DİYARBAKIR - Hukuksuzluğun kol gezdiği bu topraklarda 30 yılını dört duvar arasında mücadeleyle geçiren yazar Rojbîn Perişan, duruşu, özgürlük aşkı ve gülüşüyle direnişin getireceği güzel günleri muştuluyor. 

Dilimde Nagihan’ın en sevdiği şairlerden Fruğ Fruzad’ın dizeleri. Şiirlerinden birini hafızam el verdiği ölçüde mırıldanıyorum: “Ellerimi bahçeye dikiyorum / yeşereceğim, biliyorum, biliyorum / ve kırlangıçlar mürekkepli parmaklarımın çukurunda / yumurtlayacaklardır… / Küpeler takacağım kulaklarıma / ikiz iki kızıl kirazdan / ve tırnaklarımı papatya çiçek yapraklarıyla süsleyeceğim…”

= = = = = = =

__Görev Yönergesi__.
Yukarıdaki seçilmiş bölümü hiçbir harfini, noktalama işaretini ve satır düzenini değiştirmeden baştan sona yeniden yazın.

__Materyal__.
= = = = = = =

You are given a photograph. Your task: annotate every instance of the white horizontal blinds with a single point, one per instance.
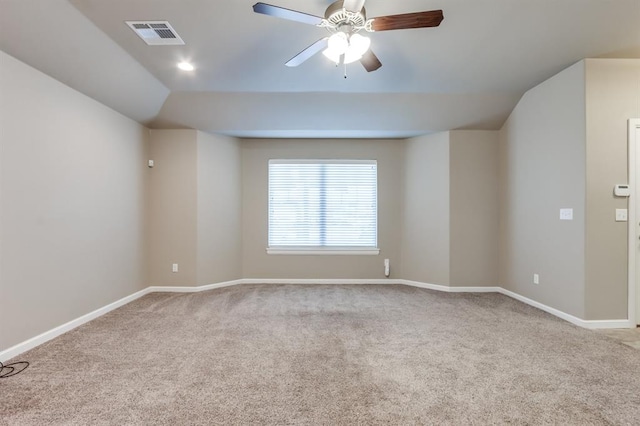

= = = = = = =

__Doğru Çıktı__.
DİYARBAKIR - Hukuksuzluğun kol gezdiği bu topraklarda 30 yılını dört duvar arasında mücadeleyle geçiren yazar Rojbîn Perişan, duruşu, özgürlük aşkı ve gülüşüyle direnişin getireceği güzel günleri muştuluyor. 

Dilimde Nagihan’ın en sevdiği şairlerden Fruğ Fruzad’ın dizeleri. Şiirlerinden birini hafızam el verdiği ölçüde mırıldanıyorum: “Ellerimi bahçeye dikiyorum / yeşereceğim, biliyorum, biliyorum / ve kırlangıçlar mürekkepli parmaklarımın çukurunda / yumurtlayacaklardır… / Küpeler takacağım kulaklarıma / ikiz iki kızıl kirazdan / ve tırnaklarımı papatya çiçek yapraklarıyla süsleyeceğim…”